* SUPPLIED DATA:
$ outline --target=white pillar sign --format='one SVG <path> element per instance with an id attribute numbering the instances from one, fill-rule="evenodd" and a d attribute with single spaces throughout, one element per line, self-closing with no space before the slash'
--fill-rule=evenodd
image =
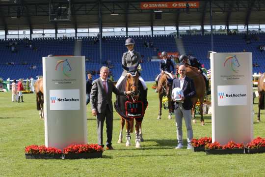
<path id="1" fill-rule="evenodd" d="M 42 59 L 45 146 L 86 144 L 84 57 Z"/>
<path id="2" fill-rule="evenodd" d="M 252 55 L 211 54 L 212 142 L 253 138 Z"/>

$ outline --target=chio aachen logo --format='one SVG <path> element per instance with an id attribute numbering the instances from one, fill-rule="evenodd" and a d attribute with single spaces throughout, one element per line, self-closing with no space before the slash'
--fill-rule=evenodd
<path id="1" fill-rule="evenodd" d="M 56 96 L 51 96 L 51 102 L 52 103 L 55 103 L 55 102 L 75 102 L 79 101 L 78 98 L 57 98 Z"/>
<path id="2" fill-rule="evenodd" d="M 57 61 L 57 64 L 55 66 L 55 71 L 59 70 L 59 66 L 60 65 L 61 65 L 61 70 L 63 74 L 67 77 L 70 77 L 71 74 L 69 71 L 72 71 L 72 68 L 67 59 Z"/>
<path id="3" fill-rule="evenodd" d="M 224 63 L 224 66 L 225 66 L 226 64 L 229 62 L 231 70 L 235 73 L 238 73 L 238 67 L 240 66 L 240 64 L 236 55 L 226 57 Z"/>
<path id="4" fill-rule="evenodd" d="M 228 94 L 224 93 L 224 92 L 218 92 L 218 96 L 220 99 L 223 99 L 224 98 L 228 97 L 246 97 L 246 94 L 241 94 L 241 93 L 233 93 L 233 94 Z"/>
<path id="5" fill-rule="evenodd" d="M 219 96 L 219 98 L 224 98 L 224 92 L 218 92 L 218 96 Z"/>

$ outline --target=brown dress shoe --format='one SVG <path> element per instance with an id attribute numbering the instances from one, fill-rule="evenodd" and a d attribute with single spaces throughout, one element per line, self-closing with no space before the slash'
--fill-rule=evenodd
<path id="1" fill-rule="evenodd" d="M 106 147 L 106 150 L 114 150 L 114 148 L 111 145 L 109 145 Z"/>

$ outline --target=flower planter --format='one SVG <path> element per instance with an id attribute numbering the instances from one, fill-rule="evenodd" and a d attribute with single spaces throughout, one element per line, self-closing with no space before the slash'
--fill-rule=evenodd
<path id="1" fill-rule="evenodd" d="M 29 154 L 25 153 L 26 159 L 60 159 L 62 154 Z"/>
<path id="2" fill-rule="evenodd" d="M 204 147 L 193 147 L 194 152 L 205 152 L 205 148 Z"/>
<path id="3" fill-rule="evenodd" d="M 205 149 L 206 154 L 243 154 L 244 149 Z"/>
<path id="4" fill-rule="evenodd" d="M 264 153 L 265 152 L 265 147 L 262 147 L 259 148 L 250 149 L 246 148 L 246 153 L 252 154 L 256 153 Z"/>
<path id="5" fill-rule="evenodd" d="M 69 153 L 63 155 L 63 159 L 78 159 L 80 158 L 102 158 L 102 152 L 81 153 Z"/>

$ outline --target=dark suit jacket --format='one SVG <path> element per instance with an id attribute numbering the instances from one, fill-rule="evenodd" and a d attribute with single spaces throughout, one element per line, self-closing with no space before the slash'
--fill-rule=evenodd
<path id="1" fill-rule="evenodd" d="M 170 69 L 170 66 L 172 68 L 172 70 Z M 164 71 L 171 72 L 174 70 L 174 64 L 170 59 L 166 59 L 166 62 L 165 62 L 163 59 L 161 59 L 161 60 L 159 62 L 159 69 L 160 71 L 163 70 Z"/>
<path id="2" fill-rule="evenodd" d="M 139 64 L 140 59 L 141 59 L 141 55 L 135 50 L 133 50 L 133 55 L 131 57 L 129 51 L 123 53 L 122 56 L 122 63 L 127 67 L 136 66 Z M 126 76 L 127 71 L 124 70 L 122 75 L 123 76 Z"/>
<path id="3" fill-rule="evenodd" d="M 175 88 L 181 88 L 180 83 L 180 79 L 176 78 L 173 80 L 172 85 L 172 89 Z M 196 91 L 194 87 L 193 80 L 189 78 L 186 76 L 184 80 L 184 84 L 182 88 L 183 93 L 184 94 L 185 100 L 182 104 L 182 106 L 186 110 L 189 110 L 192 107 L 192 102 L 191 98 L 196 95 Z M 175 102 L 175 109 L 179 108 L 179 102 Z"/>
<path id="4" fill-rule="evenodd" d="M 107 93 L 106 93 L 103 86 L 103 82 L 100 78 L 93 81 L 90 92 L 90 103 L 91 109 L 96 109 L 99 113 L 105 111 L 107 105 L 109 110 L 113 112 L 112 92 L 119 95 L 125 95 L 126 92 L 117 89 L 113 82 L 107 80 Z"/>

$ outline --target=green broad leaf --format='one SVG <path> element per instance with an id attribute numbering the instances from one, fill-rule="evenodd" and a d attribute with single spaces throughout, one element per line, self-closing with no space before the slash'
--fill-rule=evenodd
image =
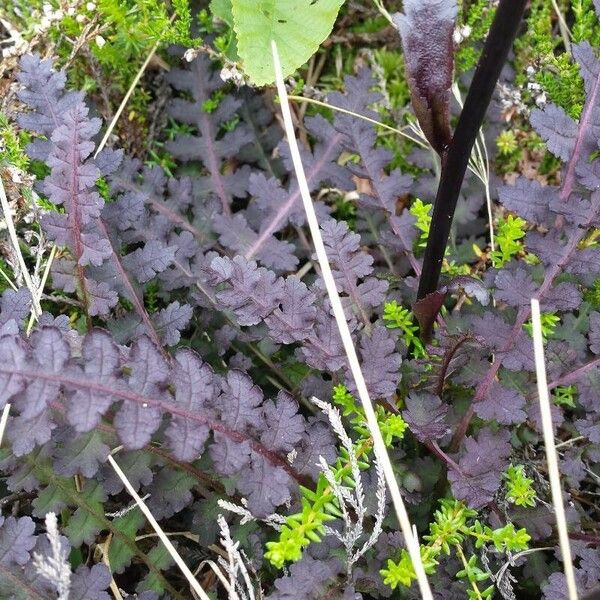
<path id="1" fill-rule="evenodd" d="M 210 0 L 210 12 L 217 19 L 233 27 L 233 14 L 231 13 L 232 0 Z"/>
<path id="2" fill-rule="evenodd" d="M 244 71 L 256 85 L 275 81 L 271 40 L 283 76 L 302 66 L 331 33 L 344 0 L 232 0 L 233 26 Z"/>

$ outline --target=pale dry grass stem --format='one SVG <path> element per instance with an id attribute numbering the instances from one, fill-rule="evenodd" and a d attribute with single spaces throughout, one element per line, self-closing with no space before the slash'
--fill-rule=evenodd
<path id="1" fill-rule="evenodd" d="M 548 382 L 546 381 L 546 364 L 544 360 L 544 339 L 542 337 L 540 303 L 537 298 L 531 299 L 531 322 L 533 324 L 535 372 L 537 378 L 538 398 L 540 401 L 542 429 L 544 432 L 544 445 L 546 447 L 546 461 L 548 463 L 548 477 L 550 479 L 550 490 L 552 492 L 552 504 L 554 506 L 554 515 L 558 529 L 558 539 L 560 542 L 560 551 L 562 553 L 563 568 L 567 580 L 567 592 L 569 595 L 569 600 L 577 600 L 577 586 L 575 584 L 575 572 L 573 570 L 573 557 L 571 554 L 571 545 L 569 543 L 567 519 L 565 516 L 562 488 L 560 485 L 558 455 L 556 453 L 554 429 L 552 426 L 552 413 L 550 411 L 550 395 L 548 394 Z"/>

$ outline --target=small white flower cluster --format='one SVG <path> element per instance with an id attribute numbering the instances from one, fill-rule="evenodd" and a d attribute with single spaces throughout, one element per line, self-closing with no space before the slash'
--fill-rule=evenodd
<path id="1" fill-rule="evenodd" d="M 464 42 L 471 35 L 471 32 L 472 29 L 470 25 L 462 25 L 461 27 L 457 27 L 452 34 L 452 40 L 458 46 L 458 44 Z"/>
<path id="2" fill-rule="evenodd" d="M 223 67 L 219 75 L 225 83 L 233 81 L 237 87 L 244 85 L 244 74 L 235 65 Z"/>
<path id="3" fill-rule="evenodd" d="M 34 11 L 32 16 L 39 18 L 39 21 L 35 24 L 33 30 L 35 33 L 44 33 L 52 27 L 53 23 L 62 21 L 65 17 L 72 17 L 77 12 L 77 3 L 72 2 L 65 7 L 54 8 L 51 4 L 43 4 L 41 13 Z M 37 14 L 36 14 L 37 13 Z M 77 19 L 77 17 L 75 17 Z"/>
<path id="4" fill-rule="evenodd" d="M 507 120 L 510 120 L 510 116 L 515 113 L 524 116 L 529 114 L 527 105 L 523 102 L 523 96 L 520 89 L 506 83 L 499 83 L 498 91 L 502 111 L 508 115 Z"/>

* GOAL OF THE EXERCISE: Present the lines from the one with "outline --target=green broad" to the one with "548 382 L 546" as a numbered list, skipping blank lines and leaving out the pictures.

* ANSWER:
1. $ outline --target=green broad leaf --format='one SVG <path> element per instance with an id attribute numbering the instances from one, fill-rule="evenodd" and a d attribute with single spaces throughout, one element per line, self-closing with no space before the slash'
2. --fill-rule=evenodd
3. image =
4. <path id="1" fill-rule="evenodd" d="M 210 0 L 210 12 L 217 19 L 233 27 L 233 14 L 231 13 L 232 0 Z"/>
5. <path id="2" fill-rule="evenodd" d="M 244 71 L 256 85 L 275 81 L 271 40 L 283 76 L 302 66 L 331 33 L 344 0 L 232 0 L 233 26 Z"/>
6. $ outline --target=pale dry grass stem --format='one SVG <path> element per instance with an id attribute numbering the instances from one, fill-rule="evenodd" and a d attribute with single spaces throughout, one element per line, self-closing with no space before the slash'
7. --fill-rule=evenodd
8. <path id="1" fill-rule="evenodd" d="M 548 382 L 546 381 L 546 364 L 544 360 L 544 339 L 542 337 L 540 303 L 537 298 L 531 299 L 531 322 L 533 324 L 535 372 L 537 378 L 538 398 L 540 401 L 542 429 L 544 432 L 544 445 L 546 447 L 546 461 L 548 463 L 548 477 L 550 479 L 550 490 L 552 492 L 552 504 L 554 506 L 554 515 L 558 529 L 558 539 L 560 542 L 560 551 L 562 553 L 563 568 L 567 580 L 567 592 L 569 595 L 569 600 L 577 600 L 577 586 L 575 584 L 575 572 L 573 570 L 573 557 L 571 554 L 571 545 L 569 543 L 567 519 L 565 516 L 562 488 L 560 485 L 558 455 L 556 453 L 554 429 L 552 426 L 552 413 L 550 411 L 550 395 L 548 394 Z"/>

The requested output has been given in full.